§ **SET OF TASKS**:
- 1) In the post about hiding allergen foods from restaurant search results, how many food products does the writer say they have?
- 2) Pick up the post about hiding allergen foods from restaurant search results where it stops, and write what comes next.

§ **TEXT BLOCK**:
* * * * * * *

🍞 Get records that may / may not have GLUTEN FREE but not just GLUTEN

I’m developing a product that helps restaurants serve customers with food allergies - the mission is to hide foods that have certain allergens from search results so that customers cannot see or order those items. To achieve this I originally thought I should label each food item with boolean fields for the type of allergens it contained. So, for example, the 8 ingredients that cause 99% of allergens are Egg, Fish, Milk, Peanut, Shellfish, Soy, Tree nuts, and Wheat so each record would have the following fields:

image

But there’s a couple problems with this approach:

  • Food vendors don’t label foods this way
  • It’s time consuming / costly to label it this way since I have over 240,000 food products
  • The approach breaks apart if a new allergen needs to be flagged later (since all products would have to be reviewed for the allergen)

* * * * * * *

§ **DATA**:
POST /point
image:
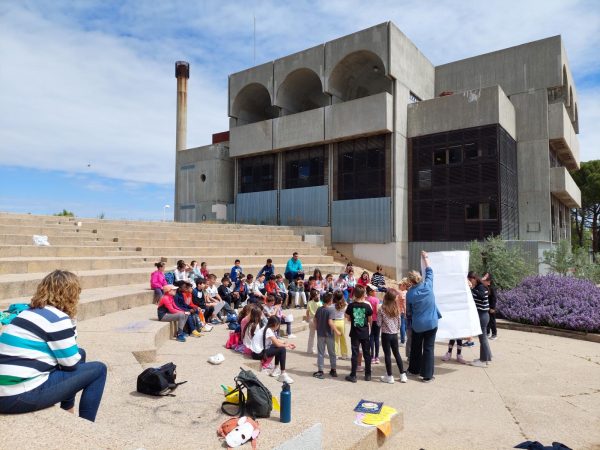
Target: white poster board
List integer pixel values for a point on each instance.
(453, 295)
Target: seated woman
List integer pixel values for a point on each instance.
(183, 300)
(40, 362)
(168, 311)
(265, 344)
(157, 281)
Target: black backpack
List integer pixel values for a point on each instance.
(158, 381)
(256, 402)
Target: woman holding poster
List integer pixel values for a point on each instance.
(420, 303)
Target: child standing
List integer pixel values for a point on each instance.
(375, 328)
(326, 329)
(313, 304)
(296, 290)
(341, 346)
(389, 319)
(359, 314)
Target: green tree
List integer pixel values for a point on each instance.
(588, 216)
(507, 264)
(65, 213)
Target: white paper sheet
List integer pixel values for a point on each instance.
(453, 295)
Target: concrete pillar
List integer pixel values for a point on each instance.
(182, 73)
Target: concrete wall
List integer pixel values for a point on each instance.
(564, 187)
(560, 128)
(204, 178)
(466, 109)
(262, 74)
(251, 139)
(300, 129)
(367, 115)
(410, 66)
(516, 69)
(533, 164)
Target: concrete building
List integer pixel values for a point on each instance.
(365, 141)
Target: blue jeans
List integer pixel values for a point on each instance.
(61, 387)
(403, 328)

* * * * * * *

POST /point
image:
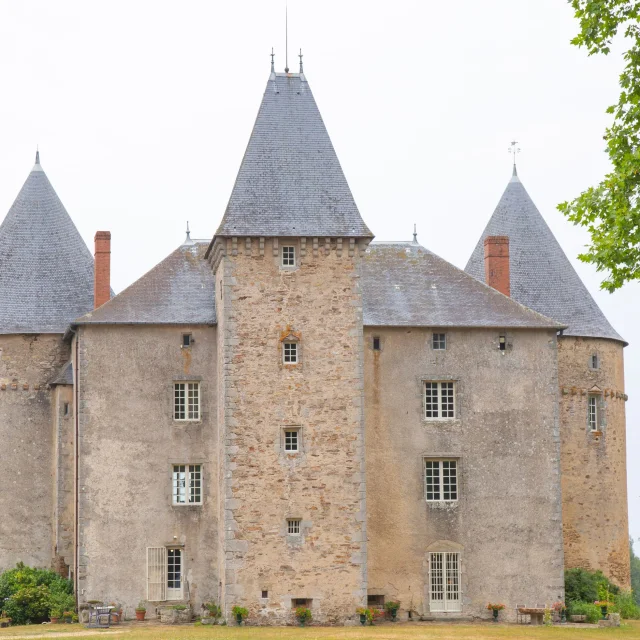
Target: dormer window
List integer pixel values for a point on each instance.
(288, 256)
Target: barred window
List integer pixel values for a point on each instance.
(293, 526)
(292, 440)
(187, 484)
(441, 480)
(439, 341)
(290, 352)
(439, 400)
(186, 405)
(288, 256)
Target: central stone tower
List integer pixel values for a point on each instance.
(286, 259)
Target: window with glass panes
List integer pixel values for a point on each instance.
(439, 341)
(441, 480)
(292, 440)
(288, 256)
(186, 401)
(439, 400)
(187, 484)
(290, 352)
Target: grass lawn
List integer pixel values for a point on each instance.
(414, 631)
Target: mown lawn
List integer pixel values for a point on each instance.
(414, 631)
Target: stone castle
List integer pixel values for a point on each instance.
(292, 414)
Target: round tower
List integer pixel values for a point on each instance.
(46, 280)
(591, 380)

* * * * * * *

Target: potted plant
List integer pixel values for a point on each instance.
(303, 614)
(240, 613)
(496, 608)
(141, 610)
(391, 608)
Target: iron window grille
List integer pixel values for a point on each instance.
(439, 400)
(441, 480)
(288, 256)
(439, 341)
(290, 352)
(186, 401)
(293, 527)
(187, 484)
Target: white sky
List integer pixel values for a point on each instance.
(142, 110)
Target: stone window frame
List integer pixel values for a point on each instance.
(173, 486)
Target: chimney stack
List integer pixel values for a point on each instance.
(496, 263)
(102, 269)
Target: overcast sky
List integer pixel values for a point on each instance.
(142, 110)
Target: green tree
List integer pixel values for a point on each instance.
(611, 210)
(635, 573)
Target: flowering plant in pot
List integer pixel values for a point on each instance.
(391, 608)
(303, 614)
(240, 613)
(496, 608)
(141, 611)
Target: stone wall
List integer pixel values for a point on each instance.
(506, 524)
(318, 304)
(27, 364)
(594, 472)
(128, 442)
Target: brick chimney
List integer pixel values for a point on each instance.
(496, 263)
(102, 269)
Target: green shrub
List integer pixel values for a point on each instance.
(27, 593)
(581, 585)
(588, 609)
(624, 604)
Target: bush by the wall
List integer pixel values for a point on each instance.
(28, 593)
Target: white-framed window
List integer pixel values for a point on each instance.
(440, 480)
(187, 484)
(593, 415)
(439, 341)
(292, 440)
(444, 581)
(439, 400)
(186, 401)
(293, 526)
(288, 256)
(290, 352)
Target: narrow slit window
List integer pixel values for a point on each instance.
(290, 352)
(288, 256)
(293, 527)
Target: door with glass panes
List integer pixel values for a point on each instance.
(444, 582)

* * * * * * *

§ **PER-TASK ANSWERS**:
- 1) Over 240,000

- 2)
So I think the smarter and more flexible way to complete my mission is to use a search engine since:

  • My records already contain searchable ingredients, and
  • New allergens / unanticipated filtering constraints can be flexibly handled

I’ve already indexed the ~240k records in Algolia where each record has a list of ingredients and I’m able to exclude specific records from a search by using the Advanced search syntax

image

Now say a user wants to avoid gluten and dairy products:

image

  1. How can I structure a search to exclude records that contain gluten… that is, how do I show the records that may contain gluten free but that do not contain gluten, bread, wheat, barley, and rye?
  2. How can I chain together multiple queries like the one above to filter out multiple allergens, like say gluten AND dairy AND something else?

With advanced querying it is possible to search

vegetarian -gluten (give me vegetarian food without gluten… INCLUSIVE+EXCLUSIVE) or
-gluten (give me any food without gluten… SINGLE EXCLUSIVE)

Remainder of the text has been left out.